Earlier in the year, Sora Freedman was able to walk out along a log in the lake to see the turtles basking there; they would usually slide off the log before she got to them. “It used to not go very far and slowly, it’s gotten farther and farther because the lake has started to dry out,” she said.

“The magic of the log was gone,” she said.

John Muir Laws (no relation to the 19th-century naturalist John Muir), a Bay Area naturalist and nature educator who has worked as a student interpretive aid for Tilden but is no longer affiliated with the parks, used to go to the lake to draw mergansers, occasional wood ducks, green herons, and the other creatures that live there.

“Encounters with wildness are increasingly difficult to find as our cities expand and our lives get busier,” he said. “Being able to go to a place like Tilden and be exposed to a variety of accessible habitats and the animals that have subsequently adopted those after our intervention is beautiful. And for a lot of people who cannot get to Yellowstone and Yosemite these are, although they’re managed, these are our wild places and our wild spaces.”

In 2016, the EBRPD commissioned a report on Jewel Lake that estimated the cost of dredging it to run from $312,000 to $520,000, plus extra for permitting costs, according to an op-ed written by Keigh Winnard, a lake visitor, and published in the Daily Cal in February. Winnard noted that that is the amount the Park District Board has just allocated to Balance Hydrologics to study the lake.

§ Problems and tasks:
a – Retype the passage about Jewel Lake from "Earlier in the" to "that live there.".
b – Write out again the rows from the line containing "Could you please indicate the kitchen" through the end of the rows, requests included, with 107 added to each coordinate in the answers.
The rows below come from a different source than the passage about Jewel Lake.

§ Material for the task:
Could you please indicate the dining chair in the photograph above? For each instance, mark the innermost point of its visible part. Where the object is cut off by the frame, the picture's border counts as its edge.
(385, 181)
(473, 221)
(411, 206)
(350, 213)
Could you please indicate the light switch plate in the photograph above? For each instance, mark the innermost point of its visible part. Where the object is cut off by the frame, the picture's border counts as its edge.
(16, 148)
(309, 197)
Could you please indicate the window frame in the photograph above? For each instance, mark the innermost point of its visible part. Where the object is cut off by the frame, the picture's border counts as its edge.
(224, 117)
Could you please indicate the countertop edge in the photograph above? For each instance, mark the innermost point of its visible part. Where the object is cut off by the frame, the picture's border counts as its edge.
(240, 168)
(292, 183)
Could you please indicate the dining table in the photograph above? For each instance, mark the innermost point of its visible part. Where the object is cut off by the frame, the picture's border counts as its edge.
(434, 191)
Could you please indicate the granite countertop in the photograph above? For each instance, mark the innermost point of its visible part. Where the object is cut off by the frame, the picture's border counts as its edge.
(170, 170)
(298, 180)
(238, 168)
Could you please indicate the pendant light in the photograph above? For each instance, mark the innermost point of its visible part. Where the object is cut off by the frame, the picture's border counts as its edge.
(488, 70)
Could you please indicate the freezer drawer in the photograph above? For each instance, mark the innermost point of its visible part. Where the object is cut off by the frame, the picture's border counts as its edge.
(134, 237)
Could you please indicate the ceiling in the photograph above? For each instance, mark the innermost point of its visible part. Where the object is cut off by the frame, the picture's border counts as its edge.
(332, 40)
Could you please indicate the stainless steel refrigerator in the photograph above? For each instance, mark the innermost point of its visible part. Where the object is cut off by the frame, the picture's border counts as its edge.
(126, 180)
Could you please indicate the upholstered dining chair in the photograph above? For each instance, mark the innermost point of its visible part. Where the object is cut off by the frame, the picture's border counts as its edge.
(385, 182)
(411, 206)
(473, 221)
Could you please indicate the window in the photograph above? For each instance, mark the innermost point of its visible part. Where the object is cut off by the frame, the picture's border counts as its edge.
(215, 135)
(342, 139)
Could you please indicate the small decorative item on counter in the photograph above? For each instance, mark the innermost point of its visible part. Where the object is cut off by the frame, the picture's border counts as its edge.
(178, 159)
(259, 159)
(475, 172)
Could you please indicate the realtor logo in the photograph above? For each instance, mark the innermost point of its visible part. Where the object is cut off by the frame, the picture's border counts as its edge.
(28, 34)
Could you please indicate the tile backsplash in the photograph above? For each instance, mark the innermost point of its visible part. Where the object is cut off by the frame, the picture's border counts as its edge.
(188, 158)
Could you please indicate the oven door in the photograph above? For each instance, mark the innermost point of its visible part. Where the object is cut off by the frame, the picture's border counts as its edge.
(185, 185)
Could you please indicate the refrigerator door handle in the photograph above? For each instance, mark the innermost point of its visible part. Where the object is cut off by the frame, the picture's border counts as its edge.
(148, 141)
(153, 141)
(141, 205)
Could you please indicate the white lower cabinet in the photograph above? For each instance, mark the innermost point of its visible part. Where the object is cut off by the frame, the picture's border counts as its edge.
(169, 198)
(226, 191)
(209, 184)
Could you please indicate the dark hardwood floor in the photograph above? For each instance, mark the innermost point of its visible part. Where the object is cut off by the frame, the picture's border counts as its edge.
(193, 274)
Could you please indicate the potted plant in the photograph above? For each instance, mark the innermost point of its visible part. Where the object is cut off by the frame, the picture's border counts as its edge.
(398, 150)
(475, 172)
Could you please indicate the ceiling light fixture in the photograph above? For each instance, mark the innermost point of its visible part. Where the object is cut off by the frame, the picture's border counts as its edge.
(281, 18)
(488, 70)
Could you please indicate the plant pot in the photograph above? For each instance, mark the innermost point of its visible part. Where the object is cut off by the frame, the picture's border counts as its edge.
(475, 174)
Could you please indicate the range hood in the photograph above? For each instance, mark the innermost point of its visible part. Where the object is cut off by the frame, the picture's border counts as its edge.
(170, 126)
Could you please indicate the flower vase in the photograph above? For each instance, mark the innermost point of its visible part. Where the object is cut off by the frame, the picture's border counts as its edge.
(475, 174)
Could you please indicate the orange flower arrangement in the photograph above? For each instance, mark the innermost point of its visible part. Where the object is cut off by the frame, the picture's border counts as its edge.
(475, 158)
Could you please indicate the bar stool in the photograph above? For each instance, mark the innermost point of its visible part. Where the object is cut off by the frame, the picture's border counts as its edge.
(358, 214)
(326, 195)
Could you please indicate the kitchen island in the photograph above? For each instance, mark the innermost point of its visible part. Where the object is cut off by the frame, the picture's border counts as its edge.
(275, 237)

§ Correct answers:
a –
Earlier in the year, Sora Freedman was able to walk out along a log in the lake to see the turtles basking there; they would usually slide off the log before she got to them. “It used to not go very far and slowly, it’s gotten farther and farther because the lake has started to dry out,” she said.

“The magic of the log was gone,” she said.

John Muir Laws (no relation to the 19th-century naturalist John Muir), a Bay Area naturalist and nature educator who has worked as a student interpretive aid for Tilden but is no longer affiliated with the parks, used to go to the lake to draw mergansers, occasional wood ducks, green herons, and the other creatures that live there.

b –
Could you please indicate the kitchen island in the photograph above? For each instance, mark the innermost point of its visible part. Where the object is cut off by the frame, the picture's border counts as its edge.
(382, 344)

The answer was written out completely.